:: Extracted text ::
== == ==
Three bat species listed as endangered in Canada

The Government of Canada recently employed the Emergency Listing provision of the Species at Risk Act (SARA) to add three species of bats to the List of Wildlife Species at Risk in Canada (also known as Schedule I of SARA). These three bats species, the little brown myotis (Myotis lucifugus), the northern myotis (Myotis septentrionalis) and the tri-colored bat (Perimyotis subflavus), have been listed as Endangered due to recent population declines due to mortality from the disease known as white-nose syndrome (WNS).

The disease is named for the white fungus that grows on the muzzle of affected bats while they hibernate. The disease has now been confirmed in five provinces: Ontario, Quebec, New Brunswick, Nova Scotia, and Prince Edward Island. The fungus is likely spread by contact between individual bats, their environments and by people who carry the fungus spores on their clothing, equipment, footwear or by other means. In Canadian provinces, the addition of these bats to Schedule I of SARA means that these three species are legally protected where they are found on federal lands. Environment Canada identifies forestry as one of the businesses operating on federal lands that are likely to be affected by the listing. The agency also mentions that, because these species consume significant quantities of insects that damage forests, the absence of these bats would have a negative impact on Canadian forestry sector. More information about the listing is available at http://www.sararegistry.gc.ca/default.asp?lang=En&n=073DC653-1.
== == ==
:: Recorded data ::
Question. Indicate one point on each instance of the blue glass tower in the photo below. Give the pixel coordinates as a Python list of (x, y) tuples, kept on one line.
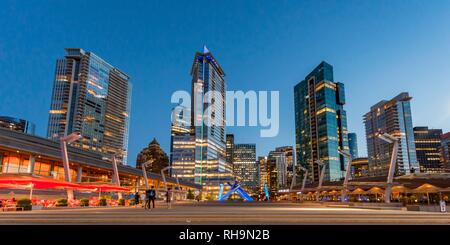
[(321, 123)]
== == ==
Please write out the part of the article on endangered bats that begins at the words "Three bat species" and stops after the words "white-nose syndrome (WNS).". None of the data is needed here.

Three bat species listed as endangered in Canada

The Government of Canada recently employed the Emergency Listing provision of the Species at Risk Act (SARA) to add three species of bats to the List of Wildlife Species at Risk in Canada (also known as Schedule I of SARA). These three bats species, the little brown myotis (Myotis lucifugus), the northern myotis (Myotis septentrionalis) and the tri-colored bat (Perimyotis subflavus), have been listed as Endangered due to recent population declines due to mortality from the disease known as white-nose syndrome (WNS).